** Begin Given text **
Re: [PATCH 3/3] block/mq-deadline: Disable I/O prioritization in certain cases

Jaegeuk Kim <jaegeuk@xxxxxxxxxx> · Thu, 14 Dec 2023 18:03:11 -0800

On 12/15, Damien Le Moal wrote:
> On 12/15/23 02:22, Jaegeuk Kim wrote:
> > On 12/14, Christoph Hellwig wrote:
> >> On Wed, Dec 13, 2023 at 08:41:32AM -0800, Jaegeuk Kim wrote:
> >>> I don't have any
> >>> concern to keep the same ioprio on writes, since handheld devices are mostly
> >>> sensitive to reads. So, if you have other use-cases using zoned writes which
> >>> require different ioprio on writes, I think you can suggest a knob to control
> >>> it by users.
> >>
> >> Get out of your little handheld world.  In Linux we need a generally usable
> >> I/O stack, and any feature exposed by the kernel and will be used quite
> >> differently than you imagine.
> >>
> >> Just like people will add reordering to the I/O stack that's not there
> >> right now (in addition to the ones your testing doesn't hit).  That
> >> doensn't mean we should avoid them - you genereally get better performance
> >> by not reordering without a good reason (like thotting), but especially
> >> in error handling paths or resource constrained environment they will
> >> hapen all over.  We've had this whole discussion with the I/O barriers
> >> that did not work for exactly the same reasons.
> >>
> >>>
> >>>>
> >>>>> it is essential to place the data per file to get better bandwidth. And for
> >>>>> NAND-based storage, filesystem is the right place to deal with the more efficient
> >>>>> garbage collecion based on the known data locations.
> >>>>
> >>>> And that works perfectly fine match for zone append.
> >>>
> >>> How that works, if the device gives random LBAs back to the adjacent data in
> >>> a file? And, how to make the LBAs into the sequential ones back?
** End Given text **
▶ _Task 1_
Transcribe the mq-deadline patch thread between "On 12/15, Damien" and "it by users.", inclusive.
▶ _Task 2_
Please pick up the mq-deadline patch thread after its last line and keep it going.
** Begin Dataset records **
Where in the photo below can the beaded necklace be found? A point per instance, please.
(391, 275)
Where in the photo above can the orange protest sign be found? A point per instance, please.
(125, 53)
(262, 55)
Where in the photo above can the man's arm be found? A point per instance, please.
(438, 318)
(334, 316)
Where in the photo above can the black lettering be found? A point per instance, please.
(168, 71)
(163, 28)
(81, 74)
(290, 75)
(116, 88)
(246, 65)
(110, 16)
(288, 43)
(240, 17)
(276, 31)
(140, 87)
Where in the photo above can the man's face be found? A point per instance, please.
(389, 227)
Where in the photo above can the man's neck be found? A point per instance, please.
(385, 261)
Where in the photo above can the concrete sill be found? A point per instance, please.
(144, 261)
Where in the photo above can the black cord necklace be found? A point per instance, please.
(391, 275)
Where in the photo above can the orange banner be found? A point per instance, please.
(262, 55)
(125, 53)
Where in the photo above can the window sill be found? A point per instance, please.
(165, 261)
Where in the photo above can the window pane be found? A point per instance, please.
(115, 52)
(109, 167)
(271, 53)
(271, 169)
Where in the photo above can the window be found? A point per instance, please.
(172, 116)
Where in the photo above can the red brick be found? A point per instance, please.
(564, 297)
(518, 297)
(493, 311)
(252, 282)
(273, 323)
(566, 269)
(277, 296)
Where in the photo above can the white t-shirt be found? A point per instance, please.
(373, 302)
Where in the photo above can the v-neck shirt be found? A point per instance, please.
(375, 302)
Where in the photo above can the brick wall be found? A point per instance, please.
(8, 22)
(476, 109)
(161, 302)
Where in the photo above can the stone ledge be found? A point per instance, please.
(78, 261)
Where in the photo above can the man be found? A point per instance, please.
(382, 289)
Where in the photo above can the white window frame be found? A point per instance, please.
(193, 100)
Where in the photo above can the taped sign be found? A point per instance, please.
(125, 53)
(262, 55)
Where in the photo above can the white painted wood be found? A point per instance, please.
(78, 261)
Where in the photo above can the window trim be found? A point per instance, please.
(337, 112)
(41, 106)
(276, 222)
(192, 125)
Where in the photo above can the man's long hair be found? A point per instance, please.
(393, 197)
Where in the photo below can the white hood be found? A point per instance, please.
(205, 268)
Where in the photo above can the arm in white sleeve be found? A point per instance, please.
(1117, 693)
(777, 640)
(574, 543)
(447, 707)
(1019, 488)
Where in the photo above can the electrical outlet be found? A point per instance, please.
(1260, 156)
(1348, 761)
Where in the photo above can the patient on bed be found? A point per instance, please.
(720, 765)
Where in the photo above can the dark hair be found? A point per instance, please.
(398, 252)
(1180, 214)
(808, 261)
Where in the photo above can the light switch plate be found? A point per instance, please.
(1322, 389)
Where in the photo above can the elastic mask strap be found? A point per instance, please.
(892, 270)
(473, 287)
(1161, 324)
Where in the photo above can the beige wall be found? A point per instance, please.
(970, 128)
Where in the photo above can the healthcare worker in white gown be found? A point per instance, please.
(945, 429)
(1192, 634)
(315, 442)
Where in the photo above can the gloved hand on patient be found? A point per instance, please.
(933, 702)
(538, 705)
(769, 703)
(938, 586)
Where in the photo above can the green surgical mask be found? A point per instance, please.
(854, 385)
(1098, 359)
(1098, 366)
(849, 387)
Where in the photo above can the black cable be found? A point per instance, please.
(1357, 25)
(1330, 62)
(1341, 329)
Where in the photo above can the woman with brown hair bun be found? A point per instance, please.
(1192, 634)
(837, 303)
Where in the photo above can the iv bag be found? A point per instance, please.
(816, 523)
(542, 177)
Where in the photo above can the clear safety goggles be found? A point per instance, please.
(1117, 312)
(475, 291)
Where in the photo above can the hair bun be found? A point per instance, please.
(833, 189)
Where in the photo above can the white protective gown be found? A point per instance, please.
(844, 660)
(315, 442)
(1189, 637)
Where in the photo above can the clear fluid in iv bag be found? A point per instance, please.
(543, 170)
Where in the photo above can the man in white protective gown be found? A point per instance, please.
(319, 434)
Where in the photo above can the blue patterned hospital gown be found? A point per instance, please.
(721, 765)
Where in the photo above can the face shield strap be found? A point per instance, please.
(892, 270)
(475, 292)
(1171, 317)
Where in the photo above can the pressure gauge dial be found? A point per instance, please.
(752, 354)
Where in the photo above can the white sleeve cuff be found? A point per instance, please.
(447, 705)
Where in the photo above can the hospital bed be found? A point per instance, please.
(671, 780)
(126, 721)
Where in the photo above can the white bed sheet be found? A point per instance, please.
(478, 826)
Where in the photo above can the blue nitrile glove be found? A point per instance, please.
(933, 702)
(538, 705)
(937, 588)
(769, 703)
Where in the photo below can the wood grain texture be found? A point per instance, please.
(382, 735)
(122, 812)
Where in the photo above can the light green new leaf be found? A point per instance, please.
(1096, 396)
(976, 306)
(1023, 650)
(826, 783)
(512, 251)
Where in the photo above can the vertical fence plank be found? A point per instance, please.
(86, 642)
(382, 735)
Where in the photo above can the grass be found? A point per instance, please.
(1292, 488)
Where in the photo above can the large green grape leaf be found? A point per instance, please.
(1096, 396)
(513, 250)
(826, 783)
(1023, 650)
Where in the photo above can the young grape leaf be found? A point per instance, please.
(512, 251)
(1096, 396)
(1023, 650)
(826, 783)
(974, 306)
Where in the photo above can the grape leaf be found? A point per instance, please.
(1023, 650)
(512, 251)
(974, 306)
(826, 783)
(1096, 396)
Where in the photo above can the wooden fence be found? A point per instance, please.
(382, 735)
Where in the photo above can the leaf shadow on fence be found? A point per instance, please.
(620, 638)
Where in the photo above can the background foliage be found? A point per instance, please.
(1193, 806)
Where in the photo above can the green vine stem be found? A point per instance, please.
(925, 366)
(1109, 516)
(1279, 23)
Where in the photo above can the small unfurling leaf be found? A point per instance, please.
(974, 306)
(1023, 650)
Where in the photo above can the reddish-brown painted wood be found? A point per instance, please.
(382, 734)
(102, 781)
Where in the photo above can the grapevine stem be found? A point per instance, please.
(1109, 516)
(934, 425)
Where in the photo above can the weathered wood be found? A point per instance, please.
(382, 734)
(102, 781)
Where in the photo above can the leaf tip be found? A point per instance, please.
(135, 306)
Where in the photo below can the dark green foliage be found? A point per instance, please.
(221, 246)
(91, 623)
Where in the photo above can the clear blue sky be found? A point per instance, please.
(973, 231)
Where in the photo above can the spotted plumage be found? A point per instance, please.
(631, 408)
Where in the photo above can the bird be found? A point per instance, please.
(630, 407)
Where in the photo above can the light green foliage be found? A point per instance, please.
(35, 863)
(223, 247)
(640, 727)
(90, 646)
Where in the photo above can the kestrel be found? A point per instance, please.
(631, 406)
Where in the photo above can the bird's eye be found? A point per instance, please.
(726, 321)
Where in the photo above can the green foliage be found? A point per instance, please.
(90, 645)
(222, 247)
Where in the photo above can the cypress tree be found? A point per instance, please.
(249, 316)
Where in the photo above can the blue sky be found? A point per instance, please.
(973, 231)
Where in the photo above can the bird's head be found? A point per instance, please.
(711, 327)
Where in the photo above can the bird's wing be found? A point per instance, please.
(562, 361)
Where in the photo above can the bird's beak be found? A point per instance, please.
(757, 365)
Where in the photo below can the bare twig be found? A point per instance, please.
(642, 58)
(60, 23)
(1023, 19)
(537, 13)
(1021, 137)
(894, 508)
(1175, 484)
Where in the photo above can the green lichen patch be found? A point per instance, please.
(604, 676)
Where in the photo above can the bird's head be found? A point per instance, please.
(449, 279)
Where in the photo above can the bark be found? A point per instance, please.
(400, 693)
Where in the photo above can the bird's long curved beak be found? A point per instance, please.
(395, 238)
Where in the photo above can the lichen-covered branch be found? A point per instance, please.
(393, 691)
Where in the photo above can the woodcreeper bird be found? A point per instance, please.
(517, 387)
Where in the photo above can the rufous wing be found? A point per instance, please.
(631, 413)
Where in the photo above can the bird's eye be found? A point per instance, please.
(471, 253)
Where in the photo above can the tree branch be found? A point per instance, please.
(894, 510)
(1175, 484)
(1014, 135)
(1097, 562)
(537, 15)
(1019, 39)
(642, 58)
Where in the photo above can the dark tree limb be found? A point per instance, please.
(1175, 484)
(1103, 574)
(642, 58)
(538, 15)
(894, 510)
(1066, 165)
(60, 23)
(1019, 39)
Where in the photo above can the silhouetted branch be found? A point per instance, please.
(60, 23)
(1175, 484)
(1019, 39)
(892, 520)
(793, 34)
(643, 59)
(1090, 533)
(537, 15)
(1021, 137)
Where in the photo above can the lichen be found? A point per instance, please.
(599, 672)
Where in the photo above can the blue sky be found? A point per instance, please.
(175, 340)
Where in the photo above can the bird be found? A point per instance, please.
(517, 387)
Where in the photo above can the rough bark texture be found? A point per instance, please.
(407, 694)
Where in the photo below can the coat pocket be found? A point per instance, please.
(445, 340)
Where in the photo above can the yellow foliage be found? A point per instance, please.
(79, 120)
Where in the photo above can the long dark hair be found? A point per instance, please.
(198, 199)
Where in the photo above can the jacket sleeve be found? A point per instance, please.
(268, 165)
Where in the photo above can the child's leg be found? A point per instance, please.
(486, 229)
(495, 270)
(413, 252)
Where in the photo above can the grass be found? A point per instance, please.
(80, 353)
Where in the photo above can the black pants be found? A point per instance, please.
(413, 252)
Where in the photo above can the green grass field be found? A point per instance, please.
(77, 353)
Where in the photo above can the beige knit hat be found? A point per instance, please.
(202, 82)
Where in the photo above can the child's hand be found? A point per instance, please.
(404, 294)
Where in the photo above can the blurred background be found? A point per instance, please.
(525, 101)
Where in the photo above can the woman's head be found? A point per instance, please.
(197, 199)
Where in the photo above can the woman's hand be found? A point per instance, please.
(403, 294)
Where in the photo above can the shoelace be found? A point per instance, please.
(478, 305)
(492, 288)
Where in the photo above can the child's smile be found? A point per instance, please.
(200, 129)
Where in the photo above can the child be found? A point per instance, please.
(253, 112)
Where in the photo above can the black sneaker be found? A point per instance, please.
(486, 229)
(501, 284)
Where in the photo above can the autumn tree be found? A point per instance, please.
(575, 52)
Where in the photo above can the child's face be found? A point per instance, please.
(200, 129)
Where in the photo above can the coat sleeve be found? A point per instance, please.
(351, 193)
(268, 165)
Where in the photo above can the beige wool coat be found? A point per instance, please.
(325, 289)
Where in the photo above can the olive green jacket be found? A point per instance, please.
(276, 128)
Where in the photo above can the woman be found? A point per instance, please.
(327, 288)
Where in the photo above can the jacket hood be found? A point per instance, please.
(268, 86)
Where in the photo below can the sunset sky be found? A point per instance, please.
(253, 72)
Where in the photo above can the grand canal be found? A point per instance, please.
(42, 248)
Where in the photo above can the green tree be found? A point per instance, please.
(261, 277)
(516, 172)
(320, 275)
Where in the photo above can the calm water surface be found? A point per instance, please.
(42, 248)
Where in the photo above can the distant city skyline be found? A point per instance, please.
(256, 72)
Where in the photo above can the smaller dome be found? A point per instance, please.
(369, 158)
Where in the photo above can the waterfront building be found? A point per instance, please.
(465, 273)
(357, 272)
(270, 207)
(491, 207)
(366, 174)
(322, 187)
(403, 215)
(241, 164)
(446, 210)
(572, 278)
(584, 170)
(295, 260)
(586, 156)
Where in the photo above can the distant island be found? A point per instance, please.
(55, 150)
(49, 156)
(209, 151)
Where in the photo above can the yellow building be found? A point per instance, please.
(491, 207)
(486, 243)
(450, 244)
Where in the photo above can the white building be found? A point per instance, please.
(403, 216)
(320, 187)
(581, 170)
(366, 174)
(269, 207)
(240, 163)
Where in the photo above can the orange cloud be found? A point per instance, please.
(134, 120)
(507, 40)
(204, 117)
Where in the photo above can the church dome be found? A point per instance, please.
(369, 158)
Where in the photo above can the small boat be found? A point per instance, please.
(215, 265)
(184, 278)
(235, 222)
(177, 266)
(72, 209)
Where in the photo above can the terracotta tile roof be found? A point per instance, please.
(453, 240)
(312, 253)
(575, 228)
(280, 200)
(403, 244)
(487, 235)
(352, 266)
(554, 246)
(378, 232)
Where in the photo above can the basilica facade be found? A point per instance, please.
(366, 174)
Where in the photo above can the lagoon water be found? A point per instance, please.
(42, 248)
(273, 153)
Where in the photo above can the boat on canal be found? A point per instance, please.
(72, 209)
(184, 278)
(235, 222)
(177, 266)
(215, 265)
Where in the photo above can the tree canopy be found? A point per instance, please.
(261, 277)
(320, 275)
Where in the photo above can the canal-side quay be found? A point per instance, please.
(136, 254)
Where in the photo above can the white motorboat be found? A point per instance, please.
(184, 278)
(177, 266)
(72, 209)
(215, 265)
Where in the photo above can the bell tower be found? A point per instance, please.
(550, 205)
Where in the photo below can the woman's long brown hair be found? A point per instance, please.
** End Dataset records **
▶ _Task result 1_
On 12/15, Damien Le Moal wrote:
> On 12/15/23 02:22, Jaegeuk Kim wrote:
> > On 12/14, Christoph Hellwig wrote:
> >> On Wed, Dec 13, 2023 at 08:41:32AM -0800, Jaegeuk Kim wrote:
> >>> I don't have any
> >>> concern to keep the same ioprio on writes, since handheld devices are mostly
> >>> sensitive to reads. So, if you have other use-cases using zoned writes which
> >>> require different ioprio on writes, I think you can suggest a knob to control
> >>> it by users.

▶ _Task result 2_
> >>
> >> Why would your device pick random LBAs?  If you send a zone append to
> >> zone it will be written at the write pointer, which is absolutely not
> >> random.  All I/O written in a single write is going to be sequential,
> >> so just like for all other devices doing large sequential writes is
> >> important.  Multiple writes can get reordered, but if you havily hit
> >> the same zone you'd get the same effect in the file system allocator
> >> too.
> > 
> > How can you guarantee the device does not give any random LBAs? What'd> be the selling point of zone append to end users? Are you sure this can
> > give the better write trhought forever? Have you considered how to
> > implement this in device side such as FTL mapping overhead and garbage
> > collection leading to tail latencies?
> 
> Answers to all your questions, in order:
> 
> 1) Asking this is to me similar to asking how can one guarantee that the device
> gives back the data that was written... You are asking for guarantees that the
> device is not buggy. By definition, zone append will return the writen start LBA
> within the zone that the zone append command specified. And that start LBA will
> always be equal to the zone write pointer value when the device started
> executing the zone append command.
> 
> 2) When there is an FS, the user cannot know if the FS is using zone append or
> not, so the user should not care at all. If by "user" you mean "the file
> system", then it is a design decision. We already pointed out that generally
> speaking, zone append will be easier to use because it does not have ordering
> constraints.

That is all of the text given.